== SELECTED EXTRACT ==

- Mexican theatrical release poster
- Directed by: Maryse Sistach
- Produced by: José Buil
- Starring: Sofía Espinosa; Gabino Rodríguez;
- Cinematography: Servando Gajá
- Music by: Eduardo Gamboa
- Release date: 2006;
- Running time: 104 minutes
- Country: Mexico
- Language: Spanish

= La niña en la piedra =

La Niña en la Piedra (Nadie Te Ve) (The Girl On the Stone: No One Sees You) is a 2006 Mexican drama film, directed by Maryse Sistach. The film received three Ariel Awards nominations in 2007: Best Actor, Best Actress and Best Original Score.

==Plot==
Gabino (Gabino Rodríguez), a very dedicated and hardworking young high school student, he is infatuated with Maty (Sofía Espinosa) and tries to make her fall in love with him. After an incident in the school, where Gabino and his two friends are suspended for harassing Maty, she rejects him for the last time causing Gabino to plan a revenge against Maty.

===
== INPUT MATERIAL ==

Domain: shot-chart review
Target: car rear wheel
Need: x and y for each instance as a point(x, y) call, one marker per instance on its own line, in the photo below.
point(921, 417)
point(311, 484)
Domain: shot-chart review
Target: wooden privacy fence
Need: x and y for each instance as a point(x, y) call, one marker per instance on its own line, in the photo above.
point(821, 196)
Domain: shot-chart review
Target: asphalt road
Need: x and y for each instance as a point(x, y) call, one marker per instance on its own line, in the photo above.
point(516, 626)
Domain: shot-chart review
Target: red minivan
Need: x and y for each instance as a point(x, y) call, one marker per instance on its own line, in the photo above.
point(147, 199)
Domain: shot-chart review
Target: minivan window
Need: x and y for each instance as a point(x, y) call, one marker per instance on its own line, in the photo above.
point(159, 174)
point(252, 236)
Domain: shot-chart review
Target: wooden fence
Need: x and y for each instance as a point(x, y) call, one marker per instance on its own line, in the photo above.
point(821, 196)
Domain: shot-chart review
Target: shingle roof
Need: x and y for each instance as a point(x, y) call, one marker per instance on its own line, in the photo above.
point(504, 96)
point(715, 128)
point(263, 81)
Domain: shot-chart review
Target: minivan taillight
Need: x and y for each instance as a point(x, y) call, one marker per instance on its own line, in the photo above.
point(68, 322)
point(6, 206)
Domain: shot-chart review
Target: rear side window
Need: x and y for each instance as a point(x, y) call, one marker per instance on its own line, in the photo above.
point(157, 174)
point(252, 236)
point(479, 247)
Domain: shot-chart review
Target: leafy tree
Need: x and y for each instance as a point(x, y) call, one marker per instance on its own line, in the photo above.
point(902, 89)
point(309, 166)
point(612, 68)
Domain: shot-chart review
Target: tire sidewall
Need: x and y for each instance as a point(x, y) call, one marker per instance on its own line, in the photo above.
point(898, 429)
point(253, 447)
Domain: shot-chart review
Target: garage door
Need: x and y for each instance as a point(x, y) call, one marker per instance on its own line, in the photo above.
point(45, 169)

===

TASKS AND EXERCISES:
**A.** According to the film page, how many Ariel Award nominations did the film receive in 2007?
**B.** Count the lines of the rows that contain the string "rear" and reply with the number only.

FINAL RESULTS:
**A.** Three: Best Actor, Best Actress and Best Original Score.

**B.** 2